PAGE TEXT:
━━━━━━━━━━━━━━━━

Diet Vegan Italian Cabbage Soup
This Diet Vegan Italian Cabbage Soup is quit a hit as a diet cabbage soup. As some people know cabbage is the key to detoxing and loosing weight quickly. I know you will not find this one disappointing. I have had many cabbage soups that just don’t cut the mustard in taste. This soup has a lot of Italian herbs and spices to kick it up in robust flavor.
I call this soup cabbage refrigerator soup. I have a main base of ingredients and then add whatever vegetables I like. This Diet Vegan Italian Cabbage Soup helps me use up left over vegetables in the fridge. There is always a base of a large 28oz. can of diced stewed tomatoes, vegetable broth, onions, garlic, green cabbage, celery and carrots. The rest is an add on of what you have in your fridge that needs to be used up. You can toss in broccoli, cauliflower, spinach, bok choy, red, yellow or green peppers, zucchini, kale, red cabbage and green beans.
If you are looking to use this as a cabbage soup diet I don’t recommend grains because that will be counter productive. Plus, potatoes, peas and corn are not on the list as they are also very starchy vegetables. Beans and legumes are very healthy and you could put all these items in there, but they are also not part of the cabbage soup diet. Just add non starchy vegetables.
If you eat this soup for two to three meals a day you will lose weight. I guarantee you will! I ate it for a week and lost 7 lbs. It is perfect for loosing those couple of extra pounds before going on vacation or after the holidays. I don’t recommend more then a week because cabbage can block your thyroid from absorbing iodine. I’m not a medical advisor but this is what I learned on my own research before doing this diet. Even if you just want to make a great tasting cabbage vegetable soup this is a good recipe. I hope you enjoy this Diet Vegan Italian Cabbage Soup.

━━━━━━━━━━━━━━━━

ENTRIES SHOWN:
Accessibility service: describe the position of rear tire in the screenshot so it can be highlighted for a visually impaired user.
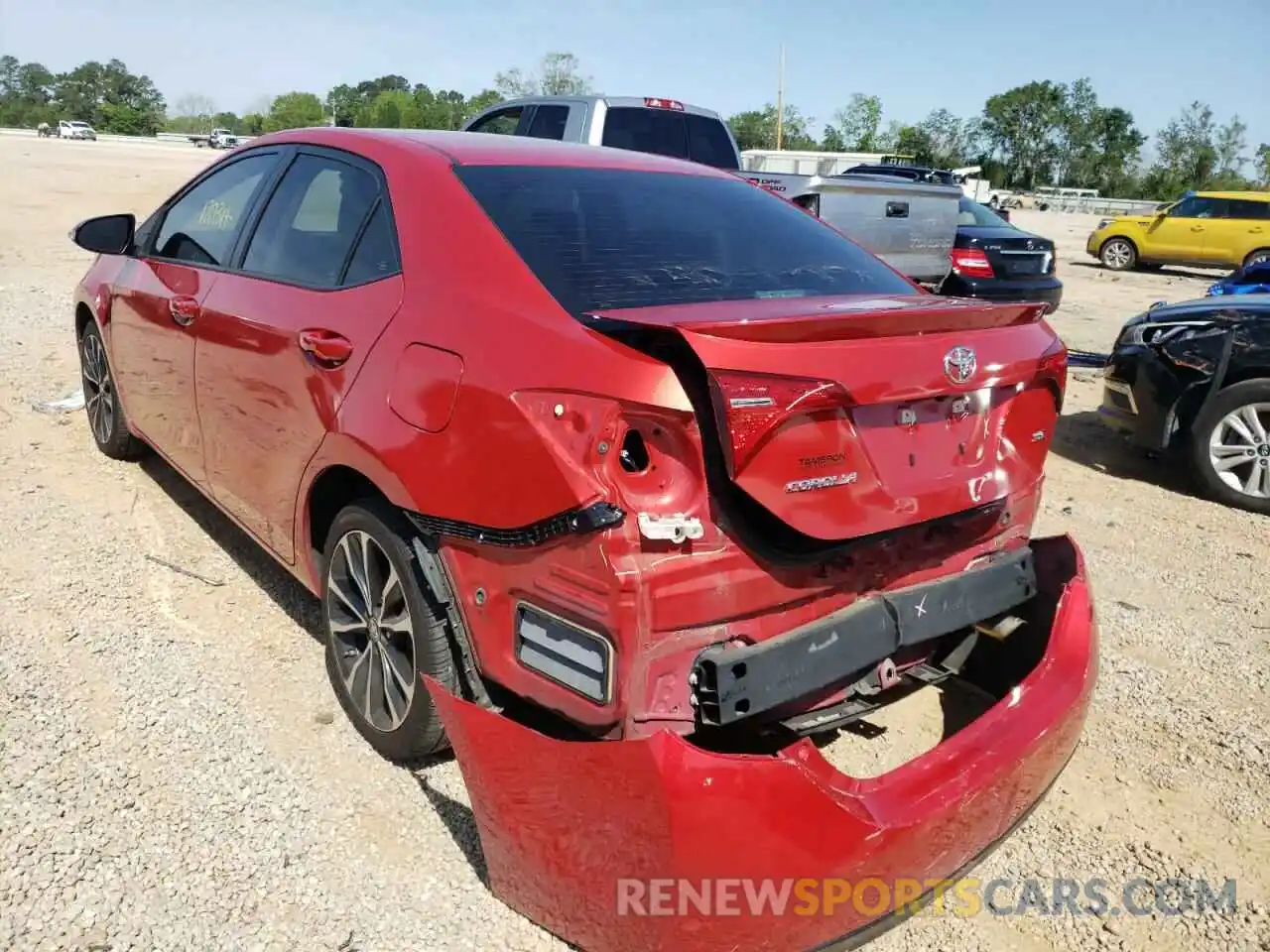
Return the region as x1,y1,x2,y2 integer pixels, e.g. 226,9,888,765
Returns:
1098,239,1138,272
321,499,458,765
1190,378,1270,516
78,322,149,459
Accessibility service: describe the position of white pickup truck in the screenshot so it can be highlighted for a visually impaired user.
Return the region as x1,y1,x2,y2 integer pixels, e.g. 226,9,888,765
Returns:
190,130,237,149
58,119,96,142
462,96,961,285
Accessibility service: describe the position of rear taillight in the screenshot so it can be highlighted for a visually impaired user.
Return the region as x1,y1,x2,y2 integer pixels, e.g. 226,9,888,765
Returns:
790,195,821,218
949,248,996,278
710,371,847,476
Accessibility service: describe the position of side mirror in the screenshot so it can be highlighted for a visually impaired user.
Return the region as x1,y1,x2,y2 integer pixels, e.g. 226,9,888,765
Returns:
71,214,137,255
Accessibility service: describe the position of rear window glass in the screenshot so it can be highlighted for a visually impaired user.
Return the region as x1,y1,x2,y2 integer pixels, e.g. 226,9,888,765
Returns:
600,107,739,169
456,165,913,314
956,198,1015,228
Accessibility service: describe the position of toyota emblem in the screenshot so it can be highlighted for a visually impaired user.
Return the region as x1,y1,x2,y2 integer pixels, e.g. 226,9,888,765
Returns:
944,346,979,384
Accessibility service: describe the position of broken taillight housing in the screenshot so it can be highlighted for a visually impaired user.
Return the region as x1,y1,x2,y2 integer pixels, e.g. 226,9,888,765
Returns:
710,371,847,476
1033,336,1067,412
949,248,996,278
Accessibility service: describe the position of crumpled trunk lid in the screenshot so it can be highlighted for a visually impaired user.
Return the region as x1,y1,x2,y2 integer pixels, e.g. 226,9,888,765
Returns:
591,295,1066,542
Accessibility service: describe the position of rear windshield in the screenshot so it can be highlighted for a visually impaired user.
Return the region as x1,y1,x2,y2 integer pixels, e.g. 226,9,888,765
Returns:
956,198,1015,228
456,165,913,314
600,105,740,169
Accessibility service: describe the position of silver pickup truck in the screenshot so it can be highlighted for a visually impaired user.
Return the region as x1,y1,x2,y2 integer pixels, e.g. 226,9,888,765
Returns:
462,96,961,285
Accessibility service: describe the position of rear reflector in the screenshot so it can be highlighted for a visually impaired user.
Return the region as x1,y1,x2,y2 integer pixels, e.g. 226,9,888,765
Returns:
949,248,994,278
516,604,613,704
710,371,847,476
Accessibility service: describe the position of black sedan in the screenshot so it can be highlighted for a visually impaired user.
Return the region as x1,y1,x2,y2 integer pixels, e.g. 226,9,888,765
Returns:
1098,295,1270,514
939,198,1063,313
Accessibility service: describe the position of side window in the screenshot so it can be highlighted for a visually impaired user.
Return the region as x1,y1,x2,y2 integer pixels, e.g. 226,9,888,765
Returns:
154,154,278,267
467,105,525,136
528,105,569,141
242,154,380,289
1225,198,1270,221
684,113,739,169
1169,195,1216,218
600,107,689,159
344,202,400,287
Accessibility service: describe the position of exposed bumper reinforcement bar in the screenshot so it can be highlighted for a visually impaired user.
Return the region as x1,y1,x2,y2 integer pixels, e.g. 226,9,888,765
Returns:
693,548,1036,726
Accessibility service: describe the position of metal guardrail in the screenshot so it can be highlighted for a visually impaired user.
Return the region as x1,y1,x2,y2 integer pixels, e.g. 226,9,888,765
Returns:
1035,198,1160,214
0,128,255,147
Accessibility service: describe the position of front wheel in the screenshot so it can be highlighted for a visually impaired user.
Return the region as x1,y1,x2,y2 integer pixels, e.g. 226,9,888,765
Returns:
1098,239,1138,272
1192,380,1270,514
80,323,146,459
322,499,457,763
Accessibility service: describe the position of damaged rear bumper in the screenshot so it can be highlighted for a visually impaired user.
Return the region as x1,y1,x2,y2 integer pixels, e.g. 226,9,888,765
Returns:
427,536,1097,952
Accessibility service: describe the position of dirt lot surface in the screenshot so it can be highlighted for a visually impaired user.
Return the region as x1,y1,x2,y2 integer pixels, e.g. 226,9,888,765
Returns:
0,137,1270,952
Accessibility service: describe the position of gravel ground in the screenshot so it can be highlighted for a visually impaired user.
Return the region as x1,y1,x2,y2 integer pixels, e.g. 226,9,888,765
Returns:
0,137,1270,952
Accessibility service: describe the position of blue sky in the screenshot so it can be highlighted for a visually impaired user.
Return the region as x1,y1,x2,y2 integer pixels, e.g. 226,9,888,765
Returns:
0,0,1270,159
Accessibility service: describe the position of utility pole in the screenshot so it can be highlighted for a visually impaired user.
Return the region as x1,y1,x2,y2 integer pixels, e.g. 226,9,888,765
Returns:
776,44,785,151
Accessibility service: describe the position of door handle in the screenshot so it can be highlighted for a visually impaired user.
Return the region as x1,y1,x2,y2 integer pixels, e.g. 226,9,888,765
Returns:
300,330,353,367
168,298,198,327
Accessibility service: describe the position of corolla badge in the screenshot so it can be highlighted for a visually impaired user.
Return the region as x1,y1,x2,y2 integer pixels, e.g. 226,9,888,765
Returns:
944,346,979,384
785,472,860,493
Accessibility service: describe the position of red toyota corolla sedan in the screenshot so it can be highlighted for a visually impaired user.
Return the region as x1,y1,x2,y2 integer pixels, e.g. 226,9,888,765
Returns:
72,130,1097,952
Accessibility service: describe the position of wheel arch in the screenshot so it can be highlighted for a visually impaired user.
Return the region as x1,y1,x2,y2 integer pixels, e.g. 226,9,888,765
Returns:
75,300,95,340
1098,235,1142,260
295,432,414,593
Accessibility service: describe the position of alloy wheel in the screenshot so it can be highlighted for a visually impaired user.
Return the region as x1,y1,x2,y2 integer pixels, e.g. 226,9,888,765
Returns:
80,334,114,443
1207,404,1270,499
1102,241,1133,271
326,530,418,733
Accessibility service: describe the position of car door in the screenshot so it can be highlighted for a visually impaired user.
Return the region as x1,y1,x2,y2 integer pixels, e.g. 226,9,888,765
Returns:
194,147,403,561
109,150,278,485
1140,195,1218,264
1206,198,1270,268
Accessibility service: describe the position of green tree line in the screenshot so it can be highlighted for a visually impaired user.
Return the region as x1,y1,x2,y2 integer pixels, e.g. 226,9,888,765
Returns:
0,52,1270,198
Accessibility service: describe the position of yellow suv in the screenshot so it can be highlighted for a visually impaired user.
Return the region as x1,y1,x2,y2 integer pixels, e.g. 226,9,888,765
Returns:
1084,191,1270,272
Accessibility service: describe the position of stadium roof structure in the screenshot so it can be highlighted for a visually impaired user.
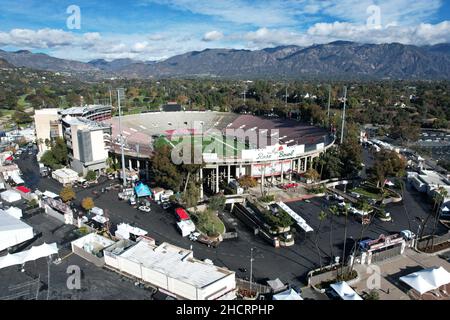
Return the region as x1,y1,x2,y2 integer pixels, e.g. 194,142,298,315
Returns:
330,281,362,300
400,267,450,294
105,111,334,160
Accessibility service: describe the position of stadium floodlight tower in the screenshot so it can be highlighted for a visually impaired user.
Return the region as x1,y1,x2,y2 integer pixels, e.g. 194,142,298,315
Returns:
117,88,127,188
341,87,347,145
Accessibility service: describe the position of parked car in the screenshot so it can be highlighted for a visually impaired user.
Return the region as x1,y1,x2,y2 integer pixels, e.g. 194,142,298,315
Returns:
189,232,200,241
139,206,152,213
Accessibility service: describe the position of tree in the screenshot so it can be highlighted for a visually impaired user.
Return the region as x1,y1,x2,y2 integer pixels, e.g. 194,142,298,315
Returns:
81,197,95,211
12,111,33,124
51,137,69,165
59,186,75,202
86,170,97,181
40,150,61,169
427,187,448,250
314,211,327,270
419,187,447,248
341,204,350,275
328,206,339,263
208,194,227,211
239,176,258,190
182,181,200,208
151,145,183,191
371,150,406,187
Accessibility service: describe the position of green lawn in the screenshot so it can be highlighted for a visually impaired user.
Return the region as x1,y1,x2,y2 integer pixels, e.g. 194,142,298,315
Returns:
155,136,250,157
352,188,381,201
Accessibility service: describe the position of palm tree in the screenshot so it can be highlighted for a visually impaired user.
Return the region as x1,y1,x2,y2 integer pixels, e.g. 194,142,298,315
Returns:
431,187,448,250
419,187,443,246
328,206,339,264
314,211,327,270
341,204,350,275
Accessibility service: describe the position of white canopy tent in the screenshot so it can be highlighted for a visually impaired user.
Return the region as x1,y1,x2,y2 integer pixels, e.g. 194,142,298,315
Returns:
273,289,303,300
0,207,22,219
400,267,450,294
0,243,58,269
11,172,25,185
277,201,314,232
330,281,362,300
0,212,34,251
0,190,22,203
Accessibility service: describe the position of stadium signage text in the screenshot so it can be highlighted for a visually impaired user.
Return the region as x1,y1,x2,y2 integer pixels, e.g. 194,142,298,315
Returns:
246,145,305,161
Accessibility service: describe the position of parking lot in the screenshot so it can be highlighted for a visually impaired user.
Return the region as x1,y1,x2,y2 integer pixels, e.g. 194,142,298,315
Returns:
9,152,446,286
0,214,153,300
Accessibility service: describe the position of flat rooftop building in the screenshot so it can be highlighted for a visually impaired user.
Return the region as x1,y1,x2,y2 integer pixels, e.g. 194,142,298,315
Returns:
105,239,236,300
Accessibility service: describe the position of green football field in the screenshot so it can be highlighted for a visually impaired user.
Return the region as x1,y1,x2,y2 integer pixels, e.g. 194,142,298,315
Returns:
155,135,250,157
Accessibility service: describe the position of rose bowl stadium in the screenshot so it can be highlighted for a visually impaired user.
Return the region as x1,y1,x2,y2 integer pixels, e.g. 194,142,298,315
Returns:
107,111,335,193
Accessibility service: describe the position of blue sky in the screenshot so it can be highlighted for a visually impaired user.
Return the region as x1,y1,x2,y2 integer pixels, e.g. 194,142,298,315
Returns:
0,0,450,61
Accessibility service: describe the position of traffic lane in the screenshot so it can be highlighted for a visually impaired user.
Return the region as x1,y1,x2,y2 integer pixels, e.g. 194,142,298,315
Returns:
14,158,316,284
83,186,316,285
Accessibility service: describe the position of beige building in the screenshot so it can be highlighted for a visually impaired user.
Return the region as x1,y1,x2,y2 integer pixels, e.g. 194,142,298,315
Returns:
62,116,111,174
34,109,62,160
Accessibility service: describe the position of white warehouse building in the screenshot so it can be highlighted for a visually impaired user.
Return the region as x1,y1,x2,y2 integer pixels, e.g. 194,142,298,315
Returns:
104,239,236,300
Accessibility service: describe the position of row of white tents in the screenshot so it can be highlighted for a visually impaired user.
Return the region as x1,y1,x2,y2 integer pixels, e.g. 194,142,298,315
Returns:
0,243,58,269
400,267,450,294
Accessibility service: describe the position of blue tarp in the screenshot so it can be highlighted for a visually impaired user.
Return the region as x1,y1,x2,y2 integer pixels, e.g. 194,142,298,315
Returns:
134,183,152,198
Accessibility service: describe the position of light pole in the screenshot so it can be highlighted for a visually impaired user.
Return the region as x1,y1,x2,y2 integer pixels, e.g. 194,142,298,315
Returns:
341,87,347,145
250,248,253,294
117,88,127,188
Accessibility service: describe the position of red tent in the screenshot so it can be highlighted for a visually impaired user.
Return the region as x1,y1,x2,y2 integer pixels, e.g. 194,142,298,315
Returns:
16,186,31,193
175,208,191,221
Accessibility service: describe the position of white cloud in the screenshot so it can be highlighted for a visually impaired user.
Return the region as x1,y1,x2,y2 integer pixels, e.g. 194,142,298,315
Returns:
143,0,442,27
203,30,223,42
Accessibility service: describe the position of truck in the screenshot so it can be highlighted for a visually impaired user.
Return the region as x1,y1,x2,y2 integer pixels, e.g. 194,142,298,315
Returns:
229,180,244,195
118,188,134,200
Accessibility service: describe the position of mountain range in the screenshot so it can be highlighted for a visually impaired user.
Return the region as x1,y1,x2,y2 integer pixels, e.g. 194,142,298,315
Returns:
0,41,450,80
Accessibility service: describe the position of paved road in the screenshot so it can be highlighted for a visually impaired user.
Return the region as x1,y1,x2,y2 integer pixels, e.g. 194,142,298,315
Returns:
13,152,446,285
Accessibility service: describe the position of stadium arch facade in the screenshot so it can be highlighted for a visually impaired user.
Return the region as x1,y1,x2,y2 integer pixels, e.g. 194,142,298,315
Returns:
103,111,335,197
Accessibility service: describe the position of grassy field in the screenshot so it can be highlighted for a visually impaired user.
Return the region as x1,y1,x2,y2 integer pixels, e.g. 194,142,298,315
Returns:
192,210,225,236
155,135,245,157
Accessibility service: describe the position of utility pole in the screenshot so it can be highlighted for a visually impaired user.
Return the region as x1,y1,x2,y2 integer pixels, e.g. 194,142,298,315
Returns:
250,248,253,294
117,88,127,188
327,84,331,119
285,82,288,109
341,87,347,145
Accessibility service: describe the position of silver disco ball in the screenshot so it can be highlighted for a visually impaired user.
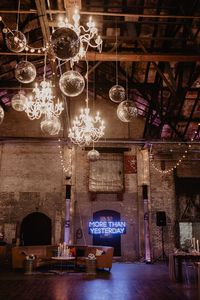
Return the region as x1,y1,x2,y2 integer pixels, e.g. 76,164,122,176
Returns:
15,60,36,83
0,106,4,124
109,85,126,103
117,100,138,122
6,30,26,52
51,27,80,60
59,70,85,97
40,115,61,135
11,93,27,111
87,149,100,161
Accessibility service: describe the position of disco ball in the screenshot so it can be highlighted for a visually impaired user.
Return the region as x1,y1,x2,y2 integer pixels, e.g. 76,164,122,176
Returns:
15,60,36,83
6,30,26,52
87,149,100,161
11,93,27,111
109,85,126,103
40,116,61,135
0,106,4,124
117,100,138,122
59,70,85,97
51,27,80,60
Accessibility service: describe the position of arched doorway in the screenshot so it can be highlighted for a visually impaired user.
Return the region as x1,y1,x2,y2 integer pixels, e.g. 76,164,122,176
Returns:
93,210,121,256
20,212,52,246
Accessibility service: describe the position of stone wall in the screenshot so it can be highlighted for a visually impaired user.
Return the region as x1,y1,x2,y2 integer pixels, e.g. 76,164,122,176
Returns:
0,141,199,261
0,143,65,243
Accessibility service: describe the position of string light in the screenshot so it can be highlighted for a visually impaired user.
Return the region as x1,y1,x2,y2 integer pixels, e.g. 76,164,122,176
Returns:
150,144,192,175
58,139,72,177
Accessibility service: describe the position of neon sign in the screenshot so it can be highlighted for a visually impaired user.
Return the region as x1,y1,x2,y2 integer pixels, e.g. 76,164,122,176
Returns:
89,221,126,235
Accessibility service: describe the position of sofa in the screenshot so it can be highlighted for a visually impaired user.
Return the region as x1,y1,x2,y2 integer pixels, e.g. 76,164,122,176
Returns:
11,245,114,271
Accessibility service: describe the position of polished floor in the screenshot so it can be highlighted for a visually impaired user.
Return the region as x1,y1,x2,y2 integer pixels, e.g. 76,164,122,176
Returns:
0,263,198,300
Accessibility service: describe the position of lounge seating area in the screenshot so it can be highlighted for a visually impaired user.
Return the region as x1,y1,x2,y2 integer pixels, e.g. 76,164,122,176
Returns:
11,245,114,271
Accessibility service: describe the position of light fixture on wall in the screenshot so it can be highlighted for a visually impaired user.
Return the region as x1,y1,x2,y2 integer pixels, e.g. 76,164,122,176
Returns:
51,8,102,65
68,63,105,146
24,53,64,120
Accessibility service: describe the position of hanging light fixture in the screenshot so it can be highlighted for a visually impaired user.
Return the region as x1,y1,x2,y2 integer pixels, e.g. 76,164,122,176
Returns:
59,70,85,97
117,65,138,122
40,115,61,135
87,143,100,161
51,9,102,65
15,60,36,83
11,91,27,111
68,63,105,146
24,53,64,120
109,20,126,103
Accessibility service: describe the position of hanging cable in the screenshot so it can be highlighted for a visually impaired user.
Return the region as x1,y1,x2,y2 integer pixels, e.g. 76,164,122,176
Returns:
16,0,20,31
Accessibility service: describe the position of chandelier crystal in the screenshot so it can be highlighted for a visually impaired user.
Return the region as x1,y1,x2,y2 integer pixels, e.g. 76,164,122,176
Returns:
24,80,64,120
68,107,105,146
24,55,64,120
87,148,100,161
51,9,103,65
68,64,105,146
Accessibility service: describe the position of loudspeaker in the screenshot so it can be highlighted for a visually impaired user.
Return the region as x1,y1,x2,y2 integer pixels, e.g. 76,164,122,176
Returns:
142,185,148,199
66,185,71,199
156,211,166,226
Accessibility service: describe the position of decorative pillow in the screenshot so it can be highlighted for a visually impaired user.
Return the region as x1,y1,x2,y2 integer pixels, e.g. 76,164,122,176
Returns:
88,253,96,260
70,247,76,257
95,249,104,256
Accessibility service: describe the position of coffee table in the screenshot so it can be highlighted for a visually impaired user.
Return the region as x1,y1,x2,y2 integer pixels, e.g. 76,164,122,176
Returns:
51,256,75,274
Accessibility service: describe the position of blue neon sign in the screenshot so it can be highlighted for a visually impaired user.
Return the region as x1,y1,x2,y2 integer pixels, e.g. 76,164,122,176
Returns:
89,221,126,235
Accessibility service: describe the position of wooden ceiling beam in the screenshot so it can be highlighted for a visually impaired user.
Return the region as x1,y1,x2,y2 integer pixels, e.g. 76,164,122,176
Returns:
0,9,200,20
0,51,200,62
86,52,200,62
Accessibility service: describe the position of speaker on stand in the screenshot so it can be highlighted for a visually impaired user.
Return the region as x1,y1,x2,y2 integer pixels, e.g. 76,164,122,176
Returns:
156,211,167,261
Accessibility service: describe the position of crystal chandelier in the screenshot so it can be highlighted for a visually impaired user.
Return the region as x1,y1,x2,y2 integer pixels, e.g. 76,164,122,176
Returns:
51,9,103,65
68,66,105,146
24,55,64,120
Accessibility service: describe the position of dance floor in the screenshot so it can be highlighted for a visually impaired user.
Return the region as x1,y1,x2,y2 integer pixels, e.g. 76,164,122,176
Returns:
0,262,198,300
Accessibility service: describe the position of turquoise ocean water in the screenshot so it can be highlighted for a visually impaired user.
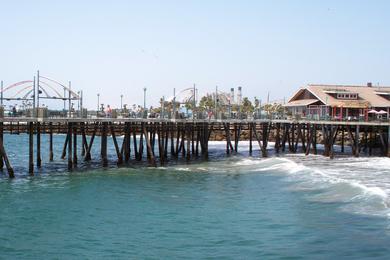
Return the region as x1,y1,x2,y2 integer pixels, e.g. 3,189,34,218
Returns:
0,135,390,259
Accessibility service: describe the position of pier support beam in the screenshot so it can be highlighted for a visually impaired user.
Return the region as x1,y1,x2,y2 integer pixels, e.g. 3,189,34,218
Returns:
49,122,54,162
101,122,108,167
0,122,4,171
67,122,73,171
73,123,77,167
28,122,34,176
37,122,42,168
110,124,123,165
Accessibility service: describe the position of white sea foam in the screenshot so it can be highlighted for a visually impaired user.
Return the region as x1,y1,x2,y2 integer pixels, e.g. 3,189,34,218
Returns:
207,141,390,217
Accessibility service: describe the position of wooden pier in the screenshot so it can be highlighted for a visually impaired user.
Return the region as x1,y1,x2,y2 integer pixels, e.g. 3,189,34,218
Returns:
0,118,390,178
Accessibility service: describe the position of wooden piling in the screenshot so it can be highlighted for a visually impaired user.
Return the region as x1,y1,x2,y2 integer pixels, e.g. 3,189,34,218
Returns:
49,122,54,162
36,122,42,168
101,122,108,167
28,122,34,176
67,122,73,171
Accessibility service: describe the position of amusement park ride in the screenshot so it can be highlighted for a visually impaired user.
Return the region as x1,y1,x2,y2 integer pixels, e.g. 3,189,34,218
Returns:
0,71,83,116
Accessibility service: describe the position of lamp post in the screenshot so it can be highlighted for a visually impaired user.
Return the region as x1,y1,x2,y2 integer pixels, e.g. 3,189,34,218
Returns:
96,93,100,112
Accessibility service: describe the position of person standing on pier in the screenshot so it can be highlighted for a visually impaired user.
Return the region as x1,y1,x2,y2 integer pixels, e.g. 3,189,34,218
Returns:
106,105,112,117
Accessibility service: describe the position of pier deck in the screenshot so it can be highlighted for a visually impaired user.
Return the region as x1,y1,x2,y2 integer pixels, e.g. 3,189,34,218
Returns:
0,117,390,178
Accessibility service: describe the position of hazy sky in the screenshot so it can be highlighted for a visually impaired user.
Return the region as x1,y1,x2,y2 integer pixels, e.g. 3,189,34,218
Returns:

━━━━━━━━━━━━━━━━

Reproduce the cabbage soup article in its entirety, word for word.

Diet Vegan Italian Cabbage Soup
This Diet Vegan Italian Cabbage Soup is quit a hit as a diet cabbage soup. As some people know cabbage is the key to detoxing and loosing weight quickly. I know you will not find this one disappointing. I have had many cabbage soups that just don’t cut the mustard in taste. This soup has a lot of Italian herbs and spices to kick it up in robust flavor.
I call this soup cabbage refrigerator soup. I have a main base of ingredients and then add whatever vegetables I like. This Diet Vegan Italian Cabbage Soup helps me use up left over vegetables in the fridge. There is always a base of a large 28oz. can of diced stewed tomatoes, vegetable broth, onions, garlic, green cabbage, celery and carrots. The rest is an add on of what you have in your fridge that needs to be used up. You can toss in broccoli, cauliflower, spinach, bok choy, red, yellow or green peppers, zucchini, kale, red cabbage and green beans.
If you are looking to use this as a cabbage soup diet I don’t recommend grains because that will be counter productive. Plus, potatoes, peas and corn are not on the list as they are also very starchy vegetables. Beans and legumes are very healthy and you could put all these items in there, but they are also not part of the cabbage soup diet. Just add non starchy vegetables.
If you eat this soup for two to three meals a day you will lose weight. I guarantee you will! I ate it for a week and lost 7 lbs. It is perfect for loosing those couple of extra pounds before going on vacation or after the holidays. I don’t recommend more then a week because cabbage can block your thyroid from absorbing iodine. I’m not a medical advisor but this is what I learned on my own research before doing this diet. Even if you just want to make a great tasting cabbage vegetable soup this is a good recipe. I hope you enjoy this Diet Vegan Italian Cabbage Soup.